**Exercise directions**
Extract the rows that start with the line containing "Pin every instance of the white pipe." and run through the last row, reproducing each line verbatim.
━━━ Dataset excerpts
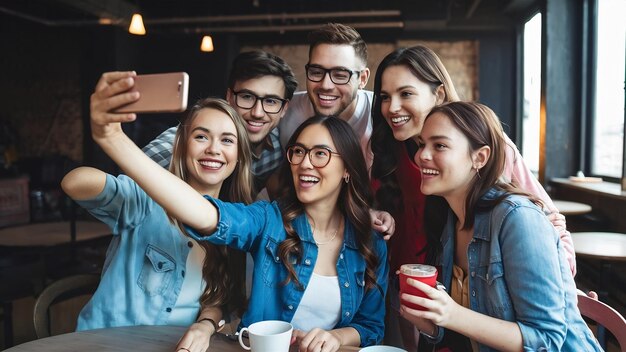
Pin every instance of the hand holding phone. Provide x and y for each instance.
(162, 92)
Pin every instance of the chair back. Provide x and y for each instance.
(60, 290)
(604, 315)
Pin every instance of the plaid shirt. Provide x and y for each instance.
(160, 150)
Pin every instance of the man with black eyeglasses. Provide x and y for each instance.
(260, 87)
(336, 75)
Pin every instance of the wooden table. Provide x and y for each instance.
(607, 247)
(51, 233)
(137, 338)
(571, 208)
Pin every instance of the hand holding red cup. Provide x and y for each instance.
(421, 272)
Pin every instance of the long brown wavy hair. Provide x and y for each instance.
(481, 126)
(355, 198)
(225, 285)
(426, 66)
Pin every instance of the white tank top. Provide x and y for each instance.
(320, 306)
(187, 305)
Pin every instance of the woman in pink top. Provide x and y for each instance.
(409, 82)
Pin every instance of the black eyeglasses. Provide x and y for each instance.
(247, 100)
(337, 75)
(318, 156)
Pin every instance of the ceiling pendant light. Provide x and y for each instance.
(136, 25)
(207, 44)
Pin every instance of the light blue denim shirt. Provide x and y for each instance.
(258, 229)
(518, 272)
(145, 263)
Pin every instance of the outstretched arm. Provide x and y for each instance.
(172, 193)
(83, 183)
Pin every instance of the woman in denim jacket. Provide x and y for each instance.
(318, 263)
(509, 285)
(154, 274)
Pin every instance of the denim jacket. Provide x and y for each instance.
(518, 272)
(258, 229)
(145, 264)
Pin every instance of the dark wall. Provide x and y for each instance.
(75, 58)
(561, 94)
(154, 53)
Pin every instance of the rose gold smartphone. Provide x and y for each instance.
(161, 92)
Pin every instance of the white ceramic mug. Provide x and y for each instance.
(268, 336)
(381, 348)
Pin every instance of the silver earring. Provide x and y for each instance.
(477, 172)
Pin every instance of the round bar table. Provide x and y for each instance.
(129, 338)
(571, 208)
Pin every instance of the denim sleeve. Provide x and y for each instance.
(534, 277)
(369, 320)
(121, 205)
(160, 149)
(241, 226)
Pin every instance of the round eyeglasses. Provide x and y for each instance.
(337, 75)
(247, 100)
(318, 156)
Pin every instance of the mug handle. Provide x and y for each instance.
(247, 348)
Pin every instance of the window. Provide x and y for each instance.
(532, 92)
(608, 124)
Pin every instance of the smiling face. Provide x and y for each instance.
(445, 159)
(211, 150)
(259, 123)
(315, 186)
(405, 101)
(327, 97)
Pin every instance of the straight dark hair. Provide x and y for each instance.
(355, 198)
(338, 34)
(481, 126)
(255, 64)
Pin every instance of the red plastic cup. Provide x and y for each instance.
(421, 272)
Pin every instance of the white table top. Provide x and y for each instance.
(50, 233)
(571, 208)
(600, 245)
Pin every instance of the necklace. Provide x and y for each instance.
(325, 242)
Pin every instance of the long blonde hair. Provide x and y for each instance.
(224, 284)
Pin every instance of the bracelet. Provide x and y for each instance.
(430, 336)
(216, 326)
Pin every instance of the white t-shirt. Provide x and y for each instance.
(300, 109)
(185, 311)
(320, 306)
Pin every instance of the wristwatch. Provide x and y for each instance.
(216, 326)
(429, 336)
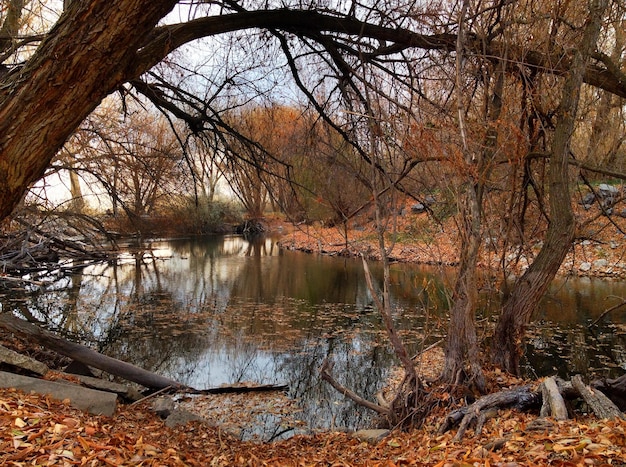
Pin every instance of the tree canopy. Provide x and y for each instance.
(53, 78)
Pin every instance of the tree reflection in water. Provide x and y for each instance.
(225, 310)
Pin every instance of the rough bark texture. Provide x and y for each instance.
(553, 402)
(601, 405)
(86, 355)
(531, 286)
(615, 389)
(87, 55)
(97, 45)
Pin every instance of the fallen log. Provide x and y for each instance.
(522, 398)
(240, 389)
(84, 354)
(614, 389)
(601, 405)
(22, 361)
(553, 402)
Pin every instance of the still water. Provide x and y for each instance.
(223, 310)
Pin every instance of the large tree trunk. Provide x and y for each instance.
(43, 103)
(531, 286)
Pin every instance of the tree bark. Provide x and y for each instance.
(84, 354)
(97, 45)
(531, 286)
(82, 59)
(601, 405)
(553, 402)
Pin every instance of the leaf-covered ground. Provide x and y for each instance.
(418, 238)
(40, 431)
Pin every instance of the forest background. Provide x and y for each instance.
(503, 121)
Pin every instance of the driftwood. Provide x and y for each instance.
(601, 405)
(550, 396)
(240, 389)
(22, 361)
(614, 389)
(553, 402)
(87, 356)
(522, 398)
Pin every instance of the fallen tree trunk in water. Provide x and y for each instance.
(614, 389)
(601, 405)
(87, 356)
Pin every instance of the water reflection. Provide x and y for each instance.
(225, 310)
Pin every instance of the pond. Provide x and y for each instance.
(223, 310)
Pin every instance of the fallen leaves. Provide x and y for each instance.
(39, 431)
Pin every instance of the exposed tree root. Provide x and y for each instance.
(550, 396)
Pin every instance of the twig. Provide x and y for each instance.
(326, 376)
(606, 312)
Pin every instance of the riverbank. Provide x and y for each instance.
(40, 431)
(599, 250)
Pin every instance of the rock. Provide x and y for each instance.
(600, 263)
(163, 406)
(182, 417)
(370, 436)
(87, 400)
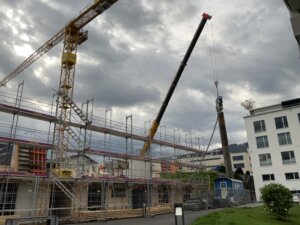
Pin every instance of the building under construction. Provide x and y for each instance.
(102, 170)
(80, 166)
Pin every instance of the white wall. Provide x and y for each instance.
(277, 168)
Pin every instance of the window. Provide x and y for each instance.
(94, 196)
(288, 157)
(265, 159)
(292, 176)
(8, 197)
(268, 177)
(284, 138)
(237, 157)
(259, 126)
(239, 165)
(262, 142)
(281, 122)
(118, 190)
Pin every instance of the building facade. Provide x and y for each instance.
(274, 144)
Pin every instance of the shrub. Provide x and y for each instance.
(278, 199)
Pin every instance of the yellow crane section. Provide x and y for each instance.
(88, 14)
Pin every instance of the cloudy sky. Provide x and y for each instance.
(135, 48)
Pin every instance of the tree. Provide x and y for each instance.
(239, 174)
(278, 199)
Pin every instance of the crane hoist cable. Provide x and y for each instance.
(146, 147)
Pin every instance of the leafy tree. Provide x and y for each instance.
(278, 199)
(239, 174)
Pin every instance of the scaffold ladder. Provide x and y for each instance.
(67, 191)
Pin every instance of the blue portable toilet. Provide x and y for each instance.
(229, 188)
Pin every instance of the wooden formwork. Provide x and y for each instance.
(4, 218)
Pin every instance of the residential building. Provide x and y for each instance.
(274, 144)
(213, 159)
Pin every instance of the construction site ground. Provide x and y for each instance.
(165, 219)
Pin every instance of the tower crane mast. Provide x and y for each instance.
(72, 35)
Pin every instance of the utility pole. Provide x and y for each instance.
(223, 133)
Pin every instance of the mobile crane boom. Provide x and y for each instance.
(145, 150)
(94, 9)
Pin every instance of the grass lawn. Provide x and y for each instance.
(248, 216)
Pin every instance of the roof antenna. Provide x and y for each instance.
(217, 84)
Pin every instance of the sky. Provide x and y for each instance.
(135, 48)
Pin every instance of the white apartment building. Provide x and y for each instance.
(274, 144)
(240, 158)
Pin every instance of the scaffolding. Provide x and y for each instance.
(104, 175)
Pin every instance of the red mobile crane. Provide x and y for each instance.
(145, 150)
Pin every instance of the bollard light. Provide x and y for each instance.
(178, 211)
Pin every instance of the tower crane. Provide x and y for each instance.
(72, 35)
(146, 147)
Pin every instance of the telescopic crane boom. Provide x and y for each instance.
(145, 150)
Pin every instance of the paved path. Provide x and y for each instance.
(166, 219)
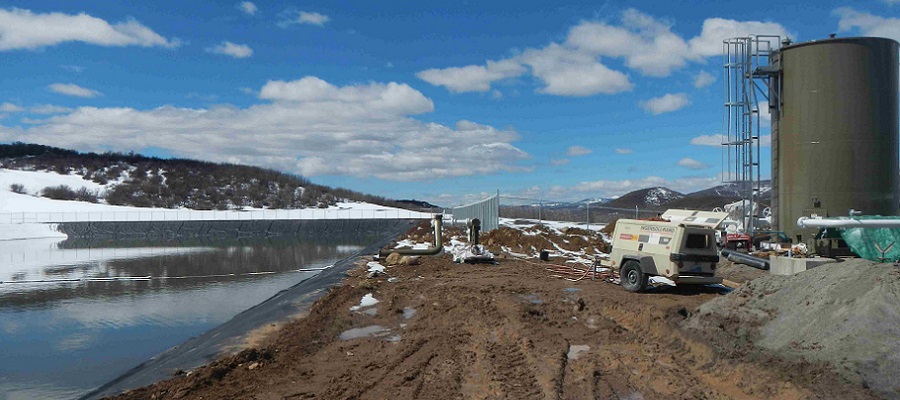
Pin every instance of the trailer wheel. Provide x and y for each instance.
(632, 278)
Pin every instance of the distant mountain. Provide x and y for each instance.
(139, 181)
(419, 204)
(597, 200)
(732, 190)
(649, 202)
(646, 198)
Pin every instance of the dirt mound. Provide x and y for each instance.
(455, 331)
(846, 313)
(531, 240)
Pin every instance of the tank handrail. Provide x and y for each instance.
(807, 222)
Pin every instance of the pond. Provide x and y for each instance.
(76, 314)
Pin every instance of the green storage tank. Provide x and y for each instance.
(834, 130)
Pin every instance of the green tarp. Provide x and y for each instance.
(876, 244)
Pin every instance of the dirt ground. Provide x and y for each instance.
(508, 331)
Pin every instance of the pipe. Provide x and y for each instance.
(746, 259)
(807, 222)
(436, 249)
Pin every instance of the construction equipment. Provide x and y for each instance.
(682, 249)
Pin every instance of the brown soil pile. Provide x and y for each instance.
(509, 331)
(846, 313)
(533, 239)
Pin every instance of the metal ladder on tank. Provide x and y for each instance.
(745, 64)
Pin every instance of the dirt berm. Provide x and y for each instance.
(845, 313)
(509, 331)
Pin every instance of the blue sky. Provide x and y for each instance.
(439, 101)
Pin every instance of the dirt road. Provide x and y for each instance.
(507, 331)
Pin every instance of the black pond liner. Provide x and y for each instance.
(209, 346)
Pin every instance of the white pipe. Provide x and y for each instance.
(806, 222)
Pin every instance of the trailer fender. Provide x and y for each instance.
(648, 266)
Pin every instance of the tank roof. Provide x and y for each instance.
(856, 39)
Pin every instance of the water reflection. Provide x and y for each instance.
(74, 315)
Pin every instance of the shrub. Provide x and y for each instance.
(61, 192)
(17, 188)
(83, 194)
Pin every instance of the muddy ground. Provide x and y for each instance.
(507, 331)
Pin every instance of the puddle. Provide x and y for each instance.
(356, 333)
(576, 350)
(532, 298)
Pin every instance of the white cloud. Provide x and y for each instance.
(708, 140)
(10, 107)
(472, 78)
(71, 89)
(667, 103)
(704, 79)
(392, 97)
(647, 44)
(231, 49)
(715, 30)
(23, 29)
(49, 109)
(73, 68)
(575, 68)
(868, 24)
(247, 7)
(312, 18)
(691, 163)
(307, 126)
(568, 72)
(575, 151)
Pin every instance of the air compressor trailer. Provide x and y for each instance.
━━━━━━
**Output for this exercise**
Pin every instance of the white pipe. Provide x and y for each instance.
(806, 222)
Pin every instance of the trailer fender. Provide x and y for each instance.
(648, 266)
Pin every instance of the tank roof. Provide x and y for each instance.
(856, 39)
Pin every instance of the water reflection. Provide x and y for each instance.
(74, 315)
Pin every instance of the shrub. Provide x and y for each instance.
(61, 192)
(17, 188)
(83, 194)
Pin every instance of the muddy ground. Provide x and y for each instance.
(507, 331)
Pin every instance of the puddle. Provide x and y for each instance.
(356, 333)
(576, 350)
(532, 298)
Pin every instance of the white cloud. Provide x and y for each instance.
(708, 140)
(10, 107)
(472, 78)
(71, 89)
(667, 103)
(704, 79)
(392, 97)
(647, 44)
(231, 49)
(715, 30)
(23, 29)
(49, 109)
(73, 68)
(575, 68)
(868, 24)
(247, 7)
(312, 18)
(691, 163)
(307, 126)
(568, 72)
(575, 151)
Pin every instance of the air compressor trailer. Provide x and y for each instance.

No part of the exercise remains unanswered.